***** Supplied data *****

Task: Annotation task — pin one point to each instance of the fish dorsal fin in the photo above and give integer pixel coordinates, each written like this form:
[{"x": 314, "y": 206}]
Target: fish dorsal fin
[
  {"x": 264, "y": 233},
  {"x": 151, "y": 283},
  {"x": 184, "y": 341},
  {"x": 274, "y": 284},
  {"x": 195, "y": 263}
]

*****

Reproduce all the items with each occurrence of "dorsal fin" swapped for "pectoral fin". Leave every other character unchanged.

Task: Annotation task — pin one point to each instance of the fish pectoral fin in the photo above and give integer pixel coordinates, each written like this form:
[{"x": 314, "y": 206}]
Target: fish pectoral fin
[
  {"x": 264, "y": 233},
  {"x": 151, "y": 283},
  {"x": 184, "y": 341},
  {"x": 274, "y": 284},
  {"x": 195, "y": 263}
]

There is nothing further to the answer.